**EXTRACT TO READ**
Balancing work, family, and personal life can be very challenging for employees. There are many situations that can impact productivity within an organization from the changing work environment to external personal stressors. These situations can impact the well-being of individuals. Wellness touches all sections of our lives, including occupational, physical, social, intellectual, spiritual, and emotional. The National Wellness Institute defines wellness as “an active process through which people become better aware of, and make choices toward, a more successful existence.” At any time, we can be out of sync in one, or more, of these areas. How can you recognize when another person may be in trouble, especially if he or she does not come out and directly ask for help? Some of the signs you can look for include:
- Feelings of helplessness and hopelessness.
- Loss of interest in daily activities.
- Appetite or weight changes.
- Sleep changes.
- Anger or irritability.
- Loss of energy.
- Reckless behavior.
- Concentration problems.

**Referring expression pointing data**
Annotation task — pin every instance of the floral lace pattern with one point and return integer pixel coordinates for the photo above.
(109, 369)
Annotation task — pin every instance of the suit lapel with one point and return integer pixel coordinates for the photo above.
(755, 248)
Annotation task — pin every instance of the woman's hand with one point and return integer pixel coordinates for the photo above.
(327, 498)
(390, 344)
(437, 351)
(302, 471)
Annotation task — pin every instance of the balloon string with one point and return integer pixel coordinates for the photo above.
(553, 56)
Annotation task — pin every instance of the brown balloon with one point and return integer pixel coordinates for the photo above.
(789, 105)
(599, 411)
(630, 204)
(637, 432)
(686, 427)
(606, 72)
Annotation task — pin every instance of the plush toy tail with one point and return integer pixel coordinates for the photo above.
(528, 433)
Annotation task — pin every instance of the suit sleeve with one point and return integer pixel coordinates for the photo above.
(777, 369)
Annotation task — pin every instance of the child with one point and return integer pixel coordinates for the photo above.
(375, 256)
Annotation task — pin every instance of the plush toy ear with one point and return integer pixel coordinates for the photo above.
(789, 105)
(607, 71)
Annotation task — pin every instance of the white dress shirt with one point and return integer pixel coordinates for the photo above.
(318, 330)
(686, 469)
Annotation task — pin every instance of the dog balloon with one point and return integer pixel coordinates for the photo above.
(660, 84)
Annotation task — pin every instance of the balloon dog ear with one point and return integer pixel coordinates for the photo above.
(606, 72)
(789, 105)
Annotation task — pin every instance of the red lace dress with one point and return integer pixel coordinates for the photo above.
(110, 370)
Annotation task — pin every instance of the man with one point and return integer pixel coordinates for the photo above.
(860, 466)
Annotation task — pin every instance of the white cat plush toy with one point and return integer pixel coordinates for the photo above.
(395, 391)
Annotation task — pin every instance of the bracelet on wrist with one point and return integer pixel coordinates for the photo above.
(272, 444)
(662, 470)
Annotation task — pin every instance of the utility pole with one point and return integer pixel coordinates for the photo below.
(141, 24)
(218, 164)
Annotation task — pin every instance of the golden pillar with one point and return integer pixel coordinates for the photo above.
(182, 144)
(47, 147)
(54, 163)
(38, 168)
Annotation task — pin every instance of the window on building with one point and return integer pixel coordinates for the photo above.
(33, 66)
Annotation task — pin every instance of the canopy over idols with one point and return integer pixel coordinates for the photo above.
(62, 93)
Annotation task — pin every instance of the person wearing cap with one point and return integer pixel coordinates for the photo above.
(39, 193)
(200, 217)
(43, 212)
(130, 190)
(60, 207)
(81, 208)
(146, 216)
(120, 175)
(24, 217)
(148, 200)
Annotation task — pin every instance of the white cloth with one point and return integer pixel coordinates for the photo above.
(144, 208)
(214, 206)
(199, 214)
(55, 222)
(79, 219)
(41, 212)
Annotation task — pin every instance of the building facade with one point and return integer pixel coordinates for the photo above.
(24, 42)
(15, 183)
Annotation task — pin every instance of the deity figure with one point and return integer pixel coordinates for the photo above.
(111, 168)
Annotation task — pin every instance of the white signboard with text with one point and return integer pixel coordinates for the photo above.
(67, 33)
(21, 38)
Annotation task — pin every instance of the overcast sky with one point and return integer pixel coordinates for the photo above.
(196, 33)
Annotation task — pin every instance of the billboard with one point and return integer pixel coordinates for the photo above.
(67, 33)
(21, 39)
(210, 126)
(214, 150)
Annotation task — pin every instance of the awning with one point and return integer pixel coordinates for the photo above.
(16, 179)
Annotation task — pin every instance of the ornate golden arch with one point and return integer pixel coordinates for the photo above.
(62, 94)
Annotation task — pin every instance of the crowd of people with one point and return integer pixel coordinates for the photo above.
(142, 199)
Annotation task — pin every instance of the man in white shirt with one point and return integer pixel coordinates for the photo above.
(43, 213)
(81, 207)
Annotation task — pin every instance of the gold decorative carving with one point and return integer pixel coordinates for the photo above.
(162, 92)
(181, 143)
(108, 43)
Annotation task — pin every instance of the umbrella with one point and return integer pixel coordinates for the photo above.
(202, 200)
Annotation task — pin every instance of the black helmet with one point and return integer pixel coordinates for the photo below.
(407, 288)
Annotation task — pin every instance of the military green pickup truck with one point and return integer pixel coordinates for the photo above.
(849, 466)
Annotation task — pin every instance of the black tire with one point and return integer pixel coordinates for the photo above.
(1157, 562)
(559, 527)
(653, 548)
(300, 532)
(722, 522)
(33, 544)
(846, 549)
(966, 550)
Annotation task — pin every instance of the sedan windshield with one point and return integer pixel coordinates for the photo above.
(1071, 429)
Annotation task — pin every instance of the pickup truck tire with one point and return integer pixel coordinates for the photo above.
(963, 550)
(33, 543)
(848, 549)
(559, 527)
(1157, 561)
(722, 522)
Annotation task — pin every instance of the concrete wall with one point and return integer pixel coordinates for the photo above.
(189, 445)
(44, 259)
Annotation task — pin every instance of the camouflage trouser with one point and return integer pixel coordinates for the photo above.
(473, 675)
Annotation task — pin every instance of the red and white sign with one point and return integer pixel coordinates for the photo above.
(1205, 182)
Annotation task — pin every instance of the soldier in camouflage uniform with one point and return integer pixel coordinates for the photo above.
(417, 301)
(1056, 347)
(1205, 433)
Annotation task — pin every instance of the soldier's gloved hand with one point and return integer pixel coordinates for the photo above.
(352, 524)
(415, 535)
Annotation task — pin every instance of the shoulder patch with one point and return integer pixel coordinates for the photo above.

**TASKS TO CARRY OUT**
a: List every area of life that the wellness passage says wellness touches.
b: Summarize the wellness passage in two sentences.
Use only the wellness passage to complete the tasks.

**LIST OF SOLUTIONS**
a: Occupational, physical, social, intellectual, spiritual, and emotional.

b: Balancing work, family, and personal life can be very challenging for employees, and situations ranging from a changing work environment to personal stressors can affect productivity and well-being across areas of life such as the occupational, physical, and emotional. Signs that another person may be in trouble include feelings of helplessness and hopelessness, loss of interest in daily activities, appetite or weight changes, sleep changes, anger or irritability, loss of energy, reckless behavior, and concentration problems.